# Written instruction
Present the material below as a numbered list, starting at the line containing "Spot the copper-brown" and ending at the line containing "[0,66,71,106]". Omit any blank lines and the picture.

# Data shown
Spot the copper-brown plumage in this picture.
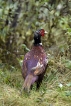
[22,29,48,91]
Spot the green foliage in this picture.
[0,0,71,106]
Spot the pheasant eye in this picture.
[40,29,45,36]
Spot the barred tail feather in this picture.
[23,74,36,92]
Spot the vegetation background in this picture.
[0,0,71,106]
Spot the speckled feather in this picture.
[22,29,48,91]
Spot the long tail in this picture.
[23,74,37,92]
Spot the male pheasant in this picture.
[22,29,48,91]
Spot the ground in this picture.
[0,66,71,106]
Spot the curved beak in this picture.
==
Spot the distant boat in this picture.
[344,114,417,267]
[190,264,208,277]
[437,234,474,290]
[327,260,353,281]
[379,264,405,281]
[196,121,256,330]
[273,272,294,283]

# Solution for this problem
1. Spot the copper-brown plumage in this picture.
2. [22,29,48,91]
3. Spot the green foliage in this picture.
4. [0,0,71,106]
5. Spot the pheasant eye in this picture.
6. [40,29,45,36]
7. Spot the barred tail feather in this picture.
8. [23,74,36,92]
9. Spot the vegetation background in this picture.
10. [0,0,71,106]
11. Spot the speckled feather in this picture.
12. [22,29,48,91]
13. Spot the long tail in this picture.
14. [23,74,37,92]
15. Spot the male pheasant in this picture.
16. [22,29,48,91]
17. Spot the ground in this picture.
18. [0,66,71,106]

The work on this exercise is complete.